Task to carry out =>
What is needed is each line of the data below that holds the string "wooden".

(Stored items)
● ● ● ● ● ● ●

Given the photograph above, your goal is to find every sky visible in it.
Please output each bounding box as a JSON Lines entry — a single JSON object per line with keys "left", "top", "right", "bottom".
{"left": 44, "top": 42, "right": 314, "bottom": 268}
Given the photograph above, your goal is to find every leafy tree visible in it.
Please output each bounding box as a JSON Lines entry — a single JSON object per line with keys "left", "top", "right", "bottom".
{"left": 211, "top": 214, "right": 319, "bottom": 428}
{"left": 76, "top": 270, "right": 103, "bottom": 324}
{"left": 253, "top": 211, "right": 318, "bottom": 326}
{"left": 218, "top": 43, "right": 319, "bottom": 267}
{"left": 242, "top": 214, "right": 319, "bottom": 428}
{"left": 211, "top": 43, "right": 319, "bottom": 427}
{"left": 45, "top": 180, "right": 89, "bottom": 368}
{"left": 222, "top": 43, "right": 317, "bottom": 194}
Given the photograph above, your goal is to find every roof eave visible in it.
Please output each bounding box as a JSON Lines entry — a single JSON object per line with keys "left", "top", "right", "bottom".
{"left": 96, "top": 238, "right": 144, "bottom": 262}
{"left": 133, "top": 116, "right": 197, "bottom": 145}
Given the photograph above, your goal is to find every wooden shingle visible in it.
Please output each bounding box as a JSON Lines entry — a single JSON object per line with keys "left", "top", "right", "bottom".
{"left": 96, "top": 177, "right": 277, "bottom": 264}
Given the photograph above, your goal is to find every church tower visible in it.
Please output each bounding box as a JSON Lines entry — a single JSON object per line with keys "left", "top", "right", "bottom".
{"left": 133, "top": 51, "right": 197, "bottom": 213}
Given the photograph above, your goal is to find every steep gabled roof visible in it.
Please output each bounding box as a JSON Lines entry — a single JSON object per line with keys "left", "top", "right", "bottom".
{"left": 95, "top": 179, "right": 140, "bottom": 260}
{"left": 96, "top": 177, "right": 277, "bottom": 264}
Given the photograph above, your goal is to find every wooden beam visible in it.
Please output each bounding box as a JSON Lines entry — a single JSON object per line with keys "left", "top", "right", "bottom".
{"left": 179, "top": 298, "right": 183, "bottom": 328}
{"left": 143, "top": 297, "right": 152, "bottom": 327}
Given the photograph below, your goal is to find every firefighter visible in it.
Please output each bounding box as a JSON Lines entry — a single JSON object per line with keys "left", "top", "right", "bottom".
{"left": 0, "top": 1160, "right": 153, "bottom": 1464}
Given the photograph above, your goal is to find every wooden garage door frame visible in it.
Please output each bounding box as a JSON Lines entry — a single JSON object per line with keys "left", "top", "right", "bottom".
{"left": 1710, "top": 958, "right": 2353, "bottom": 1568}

● ● ● ● ● ● ●

Answer box =>
Given the photograph above, your goal is to find every wooden shingle visible in it.
Given the photograph above, your goal is to find every wooden beam visible in it.
Given the photograph above, your goal is to find every wooden garage door frame visible in it.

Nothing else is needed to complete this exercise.